What to do
Below are entries; work out how many of their lines hold "window", giving only that number.

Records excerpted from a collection
+ + + + + + +

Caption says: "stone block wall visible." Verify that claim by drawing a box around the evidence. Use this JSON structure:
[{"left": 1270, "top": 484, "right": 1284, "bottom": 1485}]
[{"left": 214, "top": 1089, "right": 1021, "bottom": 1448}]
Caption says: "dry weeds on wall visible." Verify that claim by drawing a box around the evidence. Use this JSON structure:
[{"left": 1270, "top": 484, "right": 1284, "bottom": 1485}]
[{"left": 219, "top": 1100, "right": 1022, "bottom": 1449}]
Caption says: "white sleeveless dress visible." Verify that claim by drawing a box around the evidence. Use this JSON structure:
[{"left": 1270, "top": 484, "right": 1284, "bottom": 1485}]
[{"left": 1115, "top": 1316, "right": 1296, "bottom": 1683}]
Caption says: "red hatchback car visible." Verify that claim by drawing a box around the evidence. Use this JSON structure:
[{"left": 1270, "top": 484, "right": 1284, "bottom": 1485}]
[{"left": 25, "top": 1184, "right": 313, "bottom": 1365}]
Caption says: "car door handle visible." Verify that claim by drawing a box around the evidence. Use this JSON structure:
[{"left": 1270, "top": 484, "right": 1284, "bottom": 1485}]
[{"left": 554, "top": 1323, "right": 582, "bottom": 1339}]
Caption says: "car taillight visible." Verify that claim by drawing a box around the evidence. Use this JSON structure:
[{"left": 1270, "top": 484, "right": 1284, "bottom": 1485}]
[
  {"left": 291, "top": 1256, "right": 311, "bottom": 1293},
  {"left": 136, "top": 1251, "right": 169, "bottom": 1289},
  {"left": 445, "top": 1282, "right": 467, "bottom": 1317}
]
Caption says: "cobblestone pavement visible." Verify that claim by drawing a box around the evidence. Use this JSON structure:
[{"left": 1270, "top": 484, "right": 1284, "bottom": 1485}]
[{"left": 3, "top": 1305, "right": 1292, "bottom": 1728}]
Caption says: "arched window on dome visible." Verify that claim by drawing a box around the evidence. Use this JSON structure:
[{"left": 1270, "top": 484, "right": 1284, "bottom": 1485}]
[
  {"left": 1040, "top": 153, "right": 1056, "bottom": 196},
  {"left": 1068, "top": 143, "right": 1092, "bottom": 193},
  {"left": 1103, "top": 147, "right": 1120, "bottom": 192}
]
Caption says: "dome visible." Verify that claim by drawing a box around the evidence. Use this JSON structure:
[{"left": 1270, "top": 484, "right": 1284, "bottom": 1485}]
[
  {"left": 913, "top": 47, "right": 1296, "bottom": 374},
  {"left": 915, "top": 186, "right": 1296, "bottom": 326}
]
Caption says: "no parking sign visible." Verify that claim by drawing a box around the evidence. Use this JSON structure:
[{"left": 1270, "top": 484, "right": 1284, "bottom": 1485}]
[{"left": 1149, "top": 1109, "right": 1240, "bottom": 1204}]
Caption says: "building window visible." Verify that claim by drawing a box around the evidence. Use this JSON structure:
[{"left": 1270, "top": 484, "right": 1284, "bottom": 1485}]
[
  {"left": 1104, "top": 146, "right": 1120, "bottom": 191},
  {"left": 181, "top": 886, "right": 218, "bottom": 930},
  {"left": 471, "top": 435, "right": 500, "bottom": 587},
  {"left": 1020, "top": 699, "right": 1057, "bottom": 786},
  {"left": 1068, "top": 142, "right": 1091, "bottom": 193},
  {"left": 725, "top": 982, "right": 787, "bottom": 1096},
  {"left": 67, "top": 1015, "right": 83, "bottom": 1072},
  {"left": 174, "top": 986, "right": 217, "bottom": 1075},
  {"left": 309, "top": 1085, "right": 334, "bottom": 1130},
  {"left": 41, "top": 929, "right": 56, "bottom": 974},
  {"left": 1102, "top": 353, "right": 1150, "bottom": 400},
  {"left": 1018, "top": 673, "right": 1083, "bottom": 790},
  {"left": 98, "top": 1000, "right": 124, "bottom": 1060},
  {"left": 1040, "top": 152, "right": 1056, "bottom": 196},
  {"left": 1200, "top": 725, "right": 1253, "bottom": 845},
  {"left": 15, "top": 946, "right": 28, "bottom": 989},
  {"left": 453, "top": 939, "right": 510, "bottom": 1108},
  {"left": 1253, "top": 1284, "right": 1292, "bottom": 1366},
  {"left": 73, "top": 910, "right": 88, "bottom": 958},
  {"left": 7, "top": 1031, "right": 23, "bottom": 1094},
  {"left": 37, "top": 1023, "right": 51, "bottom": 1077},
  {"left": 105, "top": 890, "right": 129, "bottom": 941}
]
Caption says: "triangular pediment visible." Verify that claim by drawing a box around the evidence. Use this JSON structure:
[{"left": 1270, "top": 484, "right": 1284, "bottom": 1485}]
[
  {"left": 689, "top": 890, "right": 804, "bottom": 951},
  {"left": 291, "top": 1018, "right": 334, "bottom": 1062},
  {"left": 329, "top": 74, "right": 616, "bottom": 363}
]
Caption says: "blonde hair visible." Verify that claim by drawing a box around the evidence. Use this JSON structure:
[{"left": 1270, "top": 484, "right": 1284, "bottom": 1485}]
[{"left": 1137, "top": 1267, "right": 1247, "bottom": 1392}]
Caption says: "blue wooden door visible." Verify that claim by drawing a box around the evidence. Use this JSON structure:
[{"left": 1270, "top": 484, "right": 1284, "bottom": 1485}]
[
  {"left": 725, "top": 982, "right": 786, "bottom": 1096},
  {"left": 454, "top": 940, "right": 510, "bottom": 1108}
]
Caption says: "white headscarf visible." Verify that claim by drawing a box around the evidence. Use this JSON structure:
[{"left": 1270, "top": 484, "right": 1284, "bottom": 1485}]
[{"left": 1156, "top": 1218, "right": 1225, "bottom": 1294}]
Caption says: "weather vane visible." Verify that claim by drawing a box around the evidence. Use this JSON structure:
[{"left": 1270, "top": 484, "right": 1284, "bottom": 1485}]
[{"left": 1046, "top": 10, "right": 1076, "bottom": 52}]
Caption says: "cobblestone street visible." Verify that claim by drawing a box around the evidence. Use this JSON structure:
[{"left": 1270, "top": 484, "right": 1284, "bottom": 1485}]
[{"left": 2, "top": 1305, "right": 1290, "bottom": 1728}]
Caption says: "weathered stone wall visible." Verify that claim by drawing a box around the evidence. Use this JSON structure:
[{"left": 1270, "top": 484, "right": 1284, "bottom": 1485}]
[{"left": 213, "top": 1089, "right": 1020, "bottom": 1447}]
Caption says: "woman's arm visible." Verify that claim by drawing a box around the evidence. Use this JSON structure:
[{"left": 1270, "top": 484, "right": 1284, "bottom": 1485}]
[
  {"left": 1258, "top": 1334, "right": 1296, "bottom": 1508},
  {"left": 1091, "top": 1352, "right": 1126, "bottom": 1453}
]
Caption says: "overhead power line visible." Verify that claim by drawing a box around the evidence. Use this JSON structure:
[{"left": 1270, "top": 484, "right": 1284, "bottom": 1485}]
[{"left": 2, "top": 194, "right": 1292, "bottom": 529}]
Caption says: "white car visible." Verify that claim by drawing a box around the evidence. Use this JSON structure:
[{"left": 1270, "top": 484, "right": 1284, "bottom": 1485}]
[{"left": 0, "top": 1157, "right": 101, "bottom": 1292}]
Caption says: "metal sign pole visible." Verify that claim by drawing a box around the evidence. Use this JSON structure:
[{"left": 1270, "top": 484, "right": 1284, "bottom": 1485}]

+ + + + + + +

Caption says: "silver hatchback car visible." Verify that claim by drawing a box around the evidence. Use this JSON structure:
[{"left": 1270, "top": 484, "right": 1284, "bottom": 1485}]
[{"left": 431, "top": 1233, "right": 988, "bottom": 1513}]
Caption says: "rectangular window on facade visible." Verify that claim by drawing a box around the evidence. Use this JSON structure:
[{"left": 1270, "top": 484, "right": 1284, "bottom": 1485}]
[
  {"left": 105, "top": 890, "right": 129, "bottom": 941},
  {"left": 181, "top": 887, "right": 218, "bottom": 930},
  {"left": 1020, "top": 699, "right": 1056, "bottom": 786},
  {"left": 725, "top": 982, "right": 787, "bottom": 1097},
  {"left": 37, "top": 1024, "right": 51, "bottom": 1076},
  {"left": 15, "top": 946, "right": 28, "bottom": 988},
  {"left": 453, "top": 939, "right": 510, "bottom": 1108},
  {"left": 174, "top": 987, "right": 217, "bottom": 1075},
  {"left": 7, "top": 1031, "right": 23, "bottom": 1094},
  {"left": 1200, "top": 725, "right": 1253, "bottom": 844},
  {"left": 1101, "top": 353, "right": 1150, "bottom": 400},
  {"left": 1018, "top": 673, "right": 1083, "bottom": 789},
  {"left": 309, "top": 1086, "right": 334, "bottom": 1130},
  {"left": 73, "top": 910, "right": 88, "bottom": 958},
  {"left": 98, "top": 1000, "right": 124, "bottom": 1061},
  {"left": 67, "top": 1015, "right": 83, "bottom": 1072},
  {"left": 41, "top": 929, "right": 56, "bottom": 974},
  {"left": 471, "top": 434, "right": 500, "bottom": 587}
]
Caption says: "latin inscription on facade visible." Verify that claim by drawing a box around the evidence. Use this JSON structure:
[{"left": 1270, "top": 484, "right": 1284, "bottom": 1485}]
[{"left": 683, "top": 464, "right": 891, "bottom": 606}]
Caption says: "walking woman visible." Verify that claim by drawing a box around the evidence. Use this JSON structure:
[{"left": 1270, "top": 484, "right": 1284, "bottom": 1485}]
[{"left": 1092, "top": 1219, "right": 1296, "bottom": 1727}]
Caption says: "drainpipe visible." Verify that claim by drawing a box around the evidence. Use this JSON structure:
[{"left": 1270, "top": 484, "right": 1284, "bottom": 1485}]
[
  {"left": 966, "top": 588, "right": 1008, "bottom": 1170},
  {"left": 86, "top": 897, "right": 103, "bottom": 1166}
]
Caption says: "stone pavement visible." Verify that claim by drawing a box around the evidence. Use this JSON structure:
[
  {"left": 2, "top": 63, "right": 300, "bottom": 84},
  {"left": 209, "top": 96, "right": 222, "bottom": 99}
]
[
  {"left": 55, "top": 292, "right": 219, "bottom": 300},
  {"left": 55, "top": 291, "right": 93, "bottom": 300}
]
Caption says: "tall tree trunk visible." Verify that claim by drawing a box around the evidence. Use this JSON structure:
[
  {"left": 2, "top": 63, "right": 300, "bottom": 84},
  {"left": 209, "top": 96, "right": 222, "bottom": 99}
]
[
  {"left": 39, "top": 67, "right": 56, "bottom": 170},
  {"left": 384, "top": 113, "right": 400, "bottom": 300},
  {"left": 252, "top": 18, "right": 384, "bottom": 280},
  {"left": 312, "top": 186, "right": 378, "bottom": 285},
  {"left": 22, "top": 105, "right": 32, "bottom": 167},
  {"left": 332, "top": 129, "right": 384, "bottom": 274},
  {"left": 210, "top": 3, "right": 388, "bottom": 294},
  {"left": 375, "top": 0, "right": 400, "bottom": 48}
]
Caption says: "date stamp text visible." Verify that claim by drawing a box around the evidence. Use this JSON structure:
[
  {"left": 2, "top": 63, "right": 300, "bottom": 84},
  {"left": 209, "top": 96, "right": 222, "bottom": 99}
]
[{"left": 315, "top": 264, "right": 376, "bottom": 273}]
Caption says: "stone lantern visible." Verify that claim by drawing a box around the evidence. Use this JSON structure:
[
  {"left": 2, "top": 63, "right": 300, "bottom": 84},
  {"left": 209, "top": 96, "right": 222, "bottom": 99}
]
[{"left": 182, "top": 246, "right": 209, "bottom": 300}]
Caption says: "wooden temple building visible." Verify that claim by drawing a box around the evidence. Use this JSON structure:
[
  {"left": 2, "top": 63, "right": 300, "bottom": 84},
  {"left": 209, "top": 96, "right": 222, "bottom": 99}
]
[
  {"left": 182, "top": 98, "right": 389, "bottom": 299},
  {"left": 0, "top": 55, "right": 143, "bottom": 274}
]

+ + + + + + +

Result of this exercise
3